(Coordinate annotation entries)
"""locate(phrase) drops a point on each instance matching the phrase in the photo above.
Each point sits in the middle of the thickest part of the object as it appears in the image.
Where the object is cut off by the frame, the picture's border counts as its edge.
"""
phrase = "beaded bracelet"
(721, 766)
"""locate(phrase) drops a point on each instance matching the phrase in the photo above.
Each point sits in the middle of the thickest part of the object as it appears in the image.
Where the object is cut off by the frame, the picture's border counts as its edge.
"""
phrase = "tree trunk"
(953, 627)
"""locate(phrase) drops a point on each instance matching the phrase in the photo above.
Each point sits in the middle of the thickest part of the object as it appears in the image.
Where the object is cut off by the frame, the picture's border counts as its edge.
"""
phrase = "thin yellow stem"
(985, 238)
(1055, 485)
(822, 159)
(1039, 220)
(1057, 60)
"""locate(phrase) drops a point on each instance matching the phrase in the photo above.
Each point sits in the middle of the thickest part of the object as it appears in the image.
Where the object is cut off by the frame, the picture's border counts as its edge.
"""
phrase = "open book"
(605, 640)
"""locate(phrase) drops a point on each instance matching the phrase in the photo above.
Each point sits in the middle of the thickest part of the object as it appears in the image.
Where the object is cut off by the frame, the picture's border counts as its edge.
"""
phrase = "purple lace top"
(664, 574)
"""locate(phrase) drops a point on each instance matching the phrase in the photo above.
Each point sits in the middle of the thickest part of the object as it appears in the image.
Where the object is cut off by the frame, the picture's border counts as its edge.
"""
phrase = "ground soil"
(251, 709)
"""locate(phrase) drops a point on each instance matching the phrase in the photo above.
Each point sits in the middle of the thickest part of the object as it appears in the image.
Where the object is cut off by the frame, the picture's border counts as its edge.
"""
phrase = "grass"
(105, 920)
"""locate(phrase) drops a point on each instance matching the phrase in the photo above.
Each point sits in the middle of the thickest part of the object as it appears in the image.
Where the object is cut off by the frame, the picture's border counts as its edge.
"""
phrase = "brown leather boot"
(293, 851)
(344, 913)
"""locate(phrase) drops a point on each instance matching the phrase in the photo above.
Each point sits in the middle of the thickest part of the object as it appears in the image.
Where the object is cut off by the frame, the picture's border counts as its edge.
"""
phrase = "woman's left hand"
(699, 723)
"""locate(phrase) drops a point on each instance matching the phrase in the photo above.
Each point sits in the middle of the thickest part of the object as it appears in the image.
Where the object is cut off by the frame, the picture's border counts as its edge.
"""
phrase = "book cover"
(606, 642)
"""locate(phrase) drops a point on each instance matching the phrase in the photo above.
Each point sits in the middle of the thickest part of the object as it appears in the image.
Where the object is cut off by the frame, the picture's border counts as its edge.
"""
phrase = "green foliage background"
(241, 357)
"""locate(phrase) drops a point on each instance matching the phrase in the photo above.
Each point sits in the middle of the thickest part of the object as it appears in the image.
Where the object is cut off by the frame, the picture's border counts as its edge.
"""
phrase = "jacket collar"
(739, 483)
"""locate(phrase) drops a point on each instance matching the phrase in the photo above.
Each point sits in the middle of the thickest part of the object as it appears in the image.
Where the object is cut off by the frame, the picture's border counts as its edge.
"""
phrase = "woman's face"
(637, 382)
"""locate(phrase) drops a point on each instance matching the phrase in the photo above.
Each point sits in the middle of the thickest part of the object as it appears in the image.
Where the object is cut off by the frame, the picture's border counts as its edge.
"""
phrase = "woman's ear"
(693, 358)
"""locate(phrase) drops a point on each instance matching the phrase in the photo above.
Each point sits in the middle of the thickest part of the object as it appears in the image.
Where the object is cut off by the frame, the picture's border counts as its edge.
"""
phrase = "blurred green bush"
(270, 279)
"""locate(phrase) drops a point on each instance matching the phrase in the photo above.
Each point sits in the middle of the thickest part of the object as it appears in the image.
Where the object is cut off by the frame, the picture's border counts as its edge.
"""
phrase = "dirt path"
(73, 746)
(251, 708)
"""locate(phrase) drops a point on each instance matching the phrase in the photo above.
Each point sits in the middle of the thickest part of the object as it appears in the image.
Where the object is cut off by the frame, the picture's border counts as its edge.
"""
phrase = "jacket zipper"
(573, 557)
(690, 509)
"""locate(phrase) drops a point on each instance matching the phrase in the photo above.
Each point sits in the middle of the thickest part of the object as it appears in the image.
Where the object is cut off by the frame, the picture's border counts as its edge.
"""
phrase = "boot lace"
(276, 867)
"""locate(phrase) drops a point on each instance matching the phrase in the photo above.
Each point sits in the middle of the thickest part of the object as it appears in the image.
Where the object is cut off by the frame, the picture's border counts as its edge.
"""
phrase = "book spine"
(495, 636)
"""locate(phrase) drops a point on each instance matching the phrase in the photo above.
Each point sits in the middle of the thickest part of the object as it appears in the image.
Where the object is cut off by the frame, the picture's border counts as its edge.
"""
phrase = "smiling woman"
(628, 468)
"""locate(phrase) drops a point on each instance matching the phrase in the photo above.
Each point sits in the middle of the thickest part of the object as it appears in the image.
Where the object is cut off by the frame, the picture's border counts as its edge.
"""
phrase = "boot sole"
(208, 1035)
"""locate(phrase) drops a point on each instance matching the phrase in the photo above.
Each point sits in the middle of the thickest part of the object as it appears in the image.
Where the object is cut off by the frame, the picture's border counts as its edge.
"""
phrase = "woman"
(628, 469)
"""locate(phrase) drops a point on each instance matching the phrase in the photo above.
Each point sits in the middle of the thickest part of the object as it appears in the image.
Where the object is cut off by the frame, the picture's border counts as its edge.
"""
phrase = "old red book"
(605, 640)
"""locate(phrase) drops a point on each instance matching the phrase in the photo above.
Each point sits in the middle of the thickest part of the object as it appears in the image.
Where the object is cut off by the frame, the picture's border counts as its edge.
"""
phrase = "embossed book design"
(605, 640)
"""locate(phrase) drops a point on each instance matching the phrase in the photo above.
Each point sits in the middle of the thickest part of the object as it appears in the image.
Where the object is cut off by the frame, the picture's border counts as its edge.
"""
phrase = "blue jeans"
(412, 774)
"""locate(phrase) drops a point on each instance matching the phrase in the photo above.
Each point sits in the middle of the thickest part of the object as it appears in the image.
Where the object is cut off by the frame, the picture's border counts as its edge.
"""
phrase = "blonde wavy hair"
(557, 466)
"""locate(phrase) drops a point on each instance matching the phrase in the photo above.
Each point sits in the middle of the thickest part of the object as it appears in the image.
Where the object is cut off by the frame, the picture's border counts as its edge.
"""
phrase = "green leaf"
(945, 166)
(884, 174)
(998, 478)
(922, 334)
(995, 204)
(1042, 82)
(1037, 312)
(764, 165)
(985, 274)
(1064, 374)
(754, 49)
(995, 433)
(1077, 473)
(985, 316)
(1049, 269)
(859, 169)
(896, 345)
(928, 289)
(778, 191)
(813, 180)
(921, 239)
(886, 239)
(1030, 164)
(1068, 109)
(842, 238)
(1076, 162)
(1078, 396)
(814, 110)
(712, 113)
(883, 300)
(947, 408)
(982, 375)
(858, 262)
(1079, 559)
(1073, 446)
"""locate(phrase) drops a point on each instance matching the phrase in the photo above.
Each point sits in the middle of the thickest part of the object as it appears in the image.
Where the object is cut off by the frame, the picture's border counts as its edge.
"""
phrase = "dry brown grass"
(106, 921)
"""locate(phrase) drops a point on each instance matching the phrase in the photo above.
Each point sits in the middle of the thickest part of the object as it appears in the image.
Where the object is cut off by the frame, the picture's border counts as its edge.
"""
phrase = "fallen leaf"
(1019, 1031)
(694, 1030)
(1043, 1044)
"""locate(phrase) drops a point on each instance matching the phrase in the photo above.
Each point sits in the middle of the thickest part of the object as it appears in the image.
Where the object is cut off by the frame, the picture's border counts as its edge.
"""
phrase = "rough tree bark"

• YOUR TASK: All of the entries above need to be reproduced exactly.

• EXERCISE RESPONSE:
"""locate(phrase) drops a point on each instance matching the phrase in the photo above.
Each point sits in the middle of the thickest part of the object as it appears in the image.
Where the object is cut off by the frame, the picture's border counts as its edge.
"""
phrase = "beaded bracelet"
(721, 766)
"""locate(phrase) drops a point on each instance matching the phrase in the photo above.
Each point sits in the middle of the thickest part of the object as it appears in the image.
Where the object is cut off by the frame, the picture's border counts as its edge.
"""
phrase = "tree trunk"
(953, 627)
"""locate(phrase) drops a point on each instance matching the phrase in the photo above.
Each point sits in the middle of the thickest part of the object as it appears in the image.
Where the object is cut off by the frame, the picture's border counts as its edge.
"""
phrase = "thin yellow stem"
(985, 238)
(1055, 485)
(822, 159)
(1039, 220)
(1057, 60)
"""locate(phrase) drops a point on each instance matching the phrase in the photo above.
Each point sits in the middle of the thickest part of the object as it appears in the image.
Where the object is cut off by the frame, the picture's border counts as its edge.
"""
phrase = "open book"
(605, 640)
"""locate(phrase) drops a point on each instance matching the phrase in the photo above.
Each point sits in the middle of the thickest part of the object as it appears in the image.
Where the object is cut off by the frame, the picture's border counts as its edge.
"""
phrase = "purple lace top"
(664, 574)
"""locate(phrase) drops a point on each instance matching the phrase in the photo above.
Each point sits in the middle of the thickest part of the object as it appears in the image.
Where the object is cut off by the frame, the picture's border counts as its edge.
"""
phrase = "ground soil"
(251, 709)
"""locate(phrase) drops a point on each instance matching the phrase in the photo above.
Each point sits in the middle of the thickest part of the object as it appears in the image.
Where the object is cut off by the frame, the picture's border counts as its edge.
"""
phrase = "grass"
(105, 920)
"""locate(phrase) drops a point on each instance matching the phrase in the photo above.
Each point sits in the middle of the thickest part of the object as it appears in the image.
Where the object is cut off by the frame, the picture's border counts as its edge.
"""
phrase = "brown leather boot"
(293, 851)
(344, 913)
"""locate(phrase) drops a point on each instance matching the phrase in the photo above.
Each point sits in the middle of the thickest part of the object as it appears in the image.
Where the object is cut off by the frame, the picture's border counts as its edge.
"""
phrase = "woman's left hand"
(699, 723)
"""locate(phrase) drops a point on each instance matching the phrase in the photo above.
Each point sits in the middle of the thickest part of the object as it appears in the image.
Where the object is cut off by the frame, the picture's border counts as its edge.
"""
phrase = "book cover"
(606, 642)
"""locate(phrase) drops a point on each instance matching the phrase in the photo above.
Each point sits in the middle of the thickest part of the object as it appears in the image.
Where the object is cut off by the frame, the picture's border counts as its edge.
"""
phrase = "green foliage background"
(241, 357)
"""locate(phrase) drops a point on each instance matching the phrase in the photo above.
Each point sits in the middle of the thickest part of the object as it appears in the image.
Where the object is cut off by the frame, the picture's border counts as its edge.
"""
phrase = "jacket collar"
(739, 483)
"""locate(phrase) drops a point on each instance matching the phrase in the photo above.
Each point sits in the middle of the thickest part of the object as it appears in the image.
Where the object is cut off by the frame, the picture's border counts as its edge.
"""
phrase = "woman's face"
(637, 382)
"""locate(phrase) drops a point on each instance matching the phrase in the photo above.
Each point sits in the middle of the thickest part of the object as it appears in the image.
Where the object is cut off by the frame, the picture's border counts as its edge.
"""
phrase = "woman's ear"
(693, 358)
"""locate(phrase) drops a point on each instance matching the phrase in the photo above.
Each point sits in the middle of the thickest part of the object as it appears in the image.
Where the object is cut off by the frame, the picture's border counts as its edge.
"""
phrase = "blurred green bush"
(270, 279)
"""locate(phrase) drops a point on each instance matching the phrase in the photo above.
Each point sits in the middle of the thickest part of the object as it appears in the image.
Where the object is cut off by the frame, the picture's border counts as its edge.
"""
phrase = "dirt path"
(73, 746)
(251, 708)
"""locate(phrase) drops a point on each instance matching the phrase in the photo above.
Each point sits in the middle of the thickest part of the object as it appears in the image.
Where the object is cut off by the frame, the picture's border counts as its edge.
"""
phrase = "jacket zipper"
(573, 557)
(690, 509)
"""locate(phrase) drops a point on each instance matching the phrase in the photo above.
Each point sits in the middle of the thickest part of the object as it appears in the image.
Where the object is cut off by the frame, the picture's border counts as its edge.
"""
phrase = "boot lace"
(276, 867)
"""locate(phrase) drops a point on each instance matching the phrase in the photo above.
Each point sits in the middle of the thickest part of the object as it appears in the image.
Where the object is cut off by the frame, the picture's border counts as its edge.
"""
phrase = "book spine"
(495, 636)
"""locate(phrase) drops a point on each instance matching the phrase in the photo above.
Each point sits in the middle of the thickest part of the object as it appears in the image.
Where the object is cut off by the frame, the picture's border counts as its edge.
"""
phrase = "smiling woman"
(628, 468)
"""locate(phrase) drops a point on each instance matching the phrase in the photo above.
Each point sits in the middle of the thickest part of the object as it appears in the image.
Where the object is cut off by the frame, the picture's border counts as its edge.
"""
phrase = "boot sole"
(208, 1035)
"""locate(phrase) drops a point on each instance matching the phrase in the photo above.
Each point sits in the middle of the thickest part of the object as it appears in the image.
Where the object is cut off by the frame, the picture's border counts as its edge.
"""
phrase = "woman"
(628, 469)
"""locate(phrase) drops a point on each instance matching the phrase in the photo above.
Each point sits in the middle of the thickest part of the object as it appears in the image.
Where the object is cut off by the frame, the picture's border counts as its edge.
"""
phrase = "old red book"
(605, 640)
"""locate(phrase) drops a point on each instance matching the phrase in the photo above.
Each point sits in the middle of the thickest part of the object as it appears in the image.
Where the object is cut off by the frame, the picture's border counts as its edge.
"""
phrase = "embossed book design"
(605, 640)
"""locate(phrase) drops a point on each instance matching the phrase in the photo above.
Each point sits in the middle of the thickest part of the object as it appears in the image.
Where the object is cut off by the frame, the picture's border counts as its edge.
"""
phrase = "blue jeans"
(412, 774)
"""locate(phrase) drops a point on each instance matching the phrase in the photo above.
Each point sits in the middle of the thickest part of the object as it appears in the image.
Where the object is cut off by the frame, the picture's border counts as its edge.
"""
phrase = "blonde wavy hair"
(557, 466)
"""locate(phrase) drops a point on each instance matching the phrase in the photo above.
Each point sits in the middle of the thickest part of the object as it appears in the image.
Where the object is cut off by the frame, the picture's border counts as its edge.
"""
phrase = "green leaf"
(945, 166)
(884, 174)
(998, 478)
(922, 334)
(995, 204)
(1042, 82)
(1037, 312)
(764, 165)
(985, 274)
(1064, 374)
(754, 49)
(995, 433)
(1077, 473)
(985, 316)
(1049, 269)
(859, 169)
(896, 345)
(928, 289)
(778, 191)
(813, 180)
(921, 239)
(886, 239)
(1030, 164)
(1068, 109)
(842, 238)
(1076, 162)
(1078, 396)
(814, 110)
(712, 113)
(883, 300)
(947, 408)
(982, 375)
(858, 262)
(1079, 559)
(1073, 446)
"""locate(phrase) drops a point on each instance matching the phrase in the photo above.
Each point sits in the middle of the thickest part of the object as it appears in the image.
Where the object is cut off by the frame, the picture's border counts as its edge.
"""
phrase = "dry brown grass"
(106, 921)
"""locate(phrase) drops a point on each instance matching the phrase in the photo above.
Each point sits in the middle of the thickest part of the object as it appears in the image.
Where the object is cut off by the frame, the picture's border counts as its edge.
"""
phrase = "fallen leaf"
(1019, 1031)
(694, 1030)
(1043, 1044)
"""locate(phrase) drops a point on each instance matching the phrase in the photo above.
Each point sits in the middle of the thickest part of the object as it appears in the image.
Where the object is cut off by the frame, the picture's border counts as its edge.
"""
phrase = "rough tree bark"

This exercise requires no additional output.